> **OBJECTIVES**
**1)** According to the Belfast events listing, why does the Belfast Photo Festival put on curated exhibitions of local and international work? Answer in one to three sentences.
**2)** Output the section of the Belfast events listing starting at "Belfast Pride banner" and ending at "noise and alcohol.".
**3)** Go on with the Belfast events listing from the point where it stops.
>> Start EXCERPT TO READ
Rose Week. 13-17 July. Get outside and walk around Sir Thomas and Lady Dixon Park to enjoy the vivid sights and smells of the international rose gardens. Take a relaxed wander around the 45,000 rose blooms of all varieties, accompanied by gentle harp music. There are competitions and activities for children, as well as live music from each afternoon from local brass, flute and jazz bands. And if the weather’s too hot or showery, step inside a marquee for a nice cup of tea. Entrance is free.

Ormeau Baths Gallery. 21 July-28 August. Detonating Rough Ground is an exhibition brings together photographers whose work differently engages with the trauma, memory and sensory aspects of conflict. Sophie Ristelhueber captures the dismantled apparatus and long lasting scars of war in Kuwait, Iraq and Bosnia. Paul Seawright “Volunteer” shots draw from contemporary cities in the US and the representation of conflict at a distance from the battlefield. A series of talks and events will accompany this free exhibition.

Belfast Pride banner image

Belfast Pride. 23-30 July. Having started out 21 years ago as a Saturday afternoon parade with 100 participants, Belfast Pride has now grown into a week-long programme of LGBT cinema, debates and club nights. The march is now the largest cross community parade in Belfast – bigger than St Patrick’s Day! – attracting upwards of 15,000 spectators (and a small number of fervent protesters). The main march leaves Custom House Square at 2pm on Saturday 30 and snakes rowdily through the city centre before returning for the Party in the Square with bands, cabaret, drag, feathers and fireworks as well as family-friendly activities for children beside the Lagan Lookout away from all the noise and alcohol.

Féile an Phobail. 28 July-7 August. Scattered across West Belfast venues, Ireland’s largest community festival offers an annual treat of good value music, comedy, drama and speech, as well as sports. Gen up on the local history by taking a walking tour through a city cemetery led by a previous Lord Mayor Tom Hartley. See new plays performed in novel venues (has previously included the back of a black taxi). Hear traditional music and pop music in venues large and small. The much anticipated West Belfast Talks Back debate brings politicians from all traditions together to answer the questions from the audience. Wise men came from the east … travelling west!

Hat Fitz and Cara Robinson on Lagan Legacy Barge. 30 July at 8pm. The marriage of a local Country Down chanteuse and drummer to an Australian blues musician has created a blend of blues well worth hearing in deep south Belfast. Moored on the River Lagan near to the eye-catching Waterfront Hall, the Lagan Legacy barge is a maritime museum and coffee chop by day and eclectic venue by night.

Belfast Photo Festival. 4-14 August. Northern Ireland’s new photographic event wants to inspire existing and potential photographers by showcasing the talent of local and international practitioners – amateur and professional – in a series of curated exhibitions across the city. The programme is not yet finalised, but already includes “Europe” (Belfast Waterfront) observing five nations through the lens of German artist Christof Pluemacher. There’s a much more insular focus in Simon Burch’s “Under a Grey Sky” (Golden Thread Gallery) which explores the scarred central peatlands of Ireland through large scale colour prints.

Classic Films at the Waterfront. 5-7, 12-14 August. If you find yourself puddle hopping in Belfast and looking for some indoor entertainment, Belfast’s Waterfront is screening family-friendly films for £3 in its river-side auditorium at a variety of times from mid-afternoon to evening: Grease, Chitty Chitty Bang Bang, You Only Live Twice or ET. You can even sit back and take in the whole Lord of the Rings trilogy starting at noon on 13 August for £8. Check website for times. While you’re there, check out the two photography exhibitions on the ground and second floor.
>> End EXCERPT TO READ
>> Start DATASET RECORDS
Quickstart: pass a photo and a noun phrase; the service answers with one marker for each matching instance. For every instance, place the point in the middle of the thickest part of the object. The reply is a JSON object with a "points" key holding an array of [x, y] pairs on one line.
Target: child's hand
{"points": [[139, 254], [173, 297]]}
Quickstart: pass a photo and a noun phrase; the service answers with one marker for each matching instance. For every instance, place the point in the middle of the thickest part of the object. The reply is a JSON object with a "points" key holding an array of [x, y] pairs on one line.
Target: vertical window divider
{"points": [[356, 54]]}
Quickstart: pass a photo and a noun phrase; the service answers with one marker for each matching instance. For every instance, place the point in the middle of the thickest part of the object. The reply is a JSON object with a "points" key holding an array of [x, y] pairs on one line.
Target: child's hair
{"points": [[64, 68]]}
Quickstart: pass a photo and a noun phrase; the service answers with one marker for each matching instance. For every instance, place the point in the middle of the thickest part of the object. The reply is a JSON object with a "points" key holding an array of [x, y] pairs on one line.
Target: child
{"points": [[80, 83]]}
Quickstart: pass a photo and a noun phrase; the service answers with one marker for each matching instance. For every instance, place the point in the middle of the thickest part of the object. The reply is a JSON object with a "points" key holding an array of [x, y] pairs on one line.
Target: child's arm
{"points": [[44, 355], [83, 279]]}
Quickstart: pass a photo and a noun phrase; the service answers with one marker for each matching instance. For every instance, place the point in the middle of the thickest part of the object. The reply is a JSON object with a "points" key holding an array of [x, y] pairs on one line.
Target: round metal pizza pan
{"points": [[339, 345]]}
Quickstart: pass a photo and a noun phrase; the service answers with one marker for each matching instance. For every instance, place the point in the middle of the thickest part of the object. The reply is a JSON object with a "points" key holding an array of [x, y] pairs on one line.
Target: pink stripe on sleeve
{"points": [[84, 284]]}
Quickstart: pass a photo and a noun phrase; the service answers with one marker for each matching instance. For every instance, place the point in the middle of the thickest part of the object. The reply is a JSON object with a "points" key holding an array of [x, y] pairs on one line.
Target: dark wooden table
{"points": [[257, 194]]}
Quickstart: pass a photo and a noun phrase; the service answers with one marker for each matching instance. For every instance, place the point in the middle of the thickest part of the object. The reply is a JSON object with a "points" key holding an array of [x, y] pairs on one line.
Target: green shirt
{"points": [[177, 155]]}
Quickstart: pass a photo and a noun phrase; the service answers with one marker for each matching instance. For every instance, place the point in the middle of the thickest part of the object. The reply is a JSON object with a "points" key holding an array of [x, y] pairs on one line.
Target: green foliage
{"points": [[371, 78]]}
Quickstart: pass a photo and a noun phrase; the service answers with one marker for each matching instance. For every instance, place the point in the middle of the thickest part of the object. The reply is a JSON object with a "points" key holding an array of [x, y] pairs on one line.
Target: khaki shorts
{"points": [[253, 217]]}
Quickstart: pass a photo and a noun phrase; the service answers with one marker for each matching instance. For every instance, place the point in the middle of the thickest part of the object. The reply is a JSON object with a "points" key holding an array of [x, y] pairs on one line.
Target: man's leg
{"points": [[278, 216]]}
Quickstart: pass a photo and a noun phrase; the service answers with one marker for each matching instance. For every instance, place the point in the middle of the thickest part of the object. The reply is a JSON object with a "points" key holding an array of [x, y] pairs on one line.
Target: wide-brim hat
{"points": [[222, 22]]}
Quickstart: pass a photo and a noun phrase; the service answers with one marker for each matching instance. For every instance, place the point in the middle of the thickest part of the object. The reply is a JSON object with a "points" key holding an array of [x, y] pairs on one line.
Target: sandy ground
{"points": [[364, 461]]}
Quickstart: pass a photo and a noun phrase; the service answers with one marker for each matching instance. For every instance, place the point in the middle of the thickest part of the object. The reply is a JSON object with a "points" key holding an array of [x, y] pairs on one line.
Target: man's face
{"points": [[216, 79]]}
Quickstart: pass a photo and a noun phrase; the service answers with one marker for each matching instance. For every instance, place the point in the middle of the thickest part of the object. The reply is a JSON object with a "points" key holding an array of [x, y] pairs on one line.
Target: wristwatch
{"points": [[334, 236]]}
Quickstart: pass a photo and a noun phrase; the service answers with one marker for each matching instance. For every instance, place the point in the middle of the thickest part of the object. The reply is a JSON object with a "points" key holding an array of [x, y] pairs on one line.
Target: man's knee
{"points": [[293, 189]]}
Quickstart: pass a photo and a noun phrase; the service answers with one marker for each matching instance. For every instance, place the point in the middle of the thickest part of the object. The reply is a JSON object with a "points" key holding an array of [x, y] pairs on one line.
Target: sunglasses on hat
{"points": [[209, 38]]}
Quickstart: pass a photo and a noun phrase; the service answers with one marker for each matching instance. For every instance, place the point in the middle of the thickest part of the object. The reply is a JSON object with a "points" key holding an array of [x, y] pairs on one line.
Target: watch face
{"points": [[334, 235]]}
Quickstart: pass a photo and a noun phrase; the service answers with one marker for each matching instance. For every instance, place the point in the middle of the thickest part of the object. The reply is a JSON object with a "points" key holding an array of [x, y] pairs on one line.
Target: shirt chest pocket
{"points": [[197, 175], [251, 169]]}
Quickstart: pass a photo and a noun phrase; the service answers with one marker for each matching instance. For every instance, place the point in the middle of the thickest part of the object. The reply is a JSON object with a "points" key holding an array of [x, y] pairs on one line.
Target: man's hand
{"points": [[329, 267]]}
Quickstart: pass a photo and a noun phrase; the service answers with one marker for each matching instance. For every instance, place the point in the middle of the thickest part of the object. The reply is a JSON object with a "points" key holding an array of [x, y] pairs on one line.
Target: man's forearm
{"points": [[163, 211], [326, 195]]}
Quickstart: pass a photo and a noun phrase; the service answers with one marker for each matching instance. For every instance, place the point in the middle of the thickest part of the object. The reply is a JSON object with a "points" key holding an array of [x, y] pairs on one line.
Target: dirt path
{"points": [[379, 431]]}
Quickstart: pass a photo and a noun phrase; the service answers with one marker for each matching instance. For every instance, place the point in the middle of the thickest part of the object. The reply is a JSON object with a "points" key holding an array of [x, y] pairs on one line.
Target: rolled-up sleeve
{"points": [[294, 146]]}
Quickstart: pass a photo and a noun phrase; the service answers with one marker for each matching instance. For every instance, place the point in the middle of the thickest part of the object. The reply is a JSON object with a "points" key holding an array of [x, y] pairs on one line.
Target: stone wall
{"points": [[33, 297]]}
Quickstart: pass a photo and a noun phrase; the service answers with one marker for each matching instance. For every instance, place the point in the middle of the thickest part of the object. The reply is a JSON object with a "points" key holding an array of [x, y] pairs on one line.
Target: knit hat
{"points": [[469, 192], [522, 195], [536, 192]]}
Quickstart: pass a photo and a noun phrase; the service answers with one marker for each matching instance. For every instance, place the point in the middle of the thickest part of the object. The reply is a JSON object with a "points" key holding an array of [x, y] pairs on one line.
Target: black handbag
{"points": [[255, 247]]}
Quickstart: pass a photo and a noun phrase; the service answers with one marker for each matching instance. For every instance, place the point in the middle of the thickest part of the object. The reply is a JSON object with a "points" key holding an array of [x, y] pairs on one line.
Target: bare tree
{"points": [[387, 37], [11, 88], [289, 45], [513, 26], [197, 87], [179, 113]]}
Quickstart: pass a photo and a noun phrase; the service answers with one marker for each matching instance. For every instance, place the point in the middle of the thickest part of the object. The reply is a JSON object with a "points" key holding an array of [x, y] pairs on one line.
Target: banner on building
>> End DATASET RECORDS
> **ANSWERS TO EACH TASK**
**1)** The festival wants to inspire existing and potential photographers. It does this by showcasing the talent of local and international practitioners, both amateur and professional, in exhibitions across the city.

**2)**
Belfast Pride banner image

Belfast Pride. 23-30 July. Having started out 21 years ago as a Saturday afternoon parade with 100 participants, Belfast Pride has now grown into a week-long programme of LGBT cinema, debates and club nights. The march is now the largest cross community parade in Belfast – bigger than St Patrick’s Day! – attracting upwards of 15,000 spectators (and a small number of fervent protesters). The main march leaves Custom House Square at 2pm on Saturday 30 and snakes rowdily through the city centre before returning for the Party in the Square with bands, cabaret, drag, feathers and fireworks as well as family-friendly activities for children beside the Lagan Lookout away from all the noise and alcohol.

**3)**
Great Belfast Art Hunt. 6 August, 1pm-5pm. Works of art can get lonely when they are trapped in galleries only known to those in the art world. But if you meet up in front of Belfast’s Ulster Hall by 1pm you can take part in a fun treasure hunt that will take you in and out of ten or more galleries as you solve the clues on the way to the secret gallery party at the end. Gain an appreciation of the Belfast art scene as well good exercise. Tickets are £5 in advance, £6 on the day.

Belsonic banner image

Belsonic. 16-27 August. Nightly performances to an audience of 5,000 in Belfast’s Custom House Square under the shadow of the 28 storey Obel Tower. Headline acts booked for 2011 city centre music festival include Elbow, The Specials, and Primal Scream (performing their critically acclaimed Screamadelica LP in its entirety) along with Dizzee Rascal & Plan B. Book early before tickets sell out.

Belfast Mela. 28 August, noon to 8.30pm. Not content with indigenous cultural commemorations and parades, Belfast now takes over the city’s Botanic Gardens (near Queen’s University) for an annual cross-cultural “gathering”. World music spanning Bhangra to Bollywood, Gospel to Irish trad, and a spot of Polish electronica along with circus acts, dance, fashion, henna and interactive arts for children. The World Food Market offers flavours from Eastern Europe all the way to the Far East. Arrive before mid-afternoon to avoid long queues at the entrance to this colourful celebration of diversity. £1 entrance to the main Mela.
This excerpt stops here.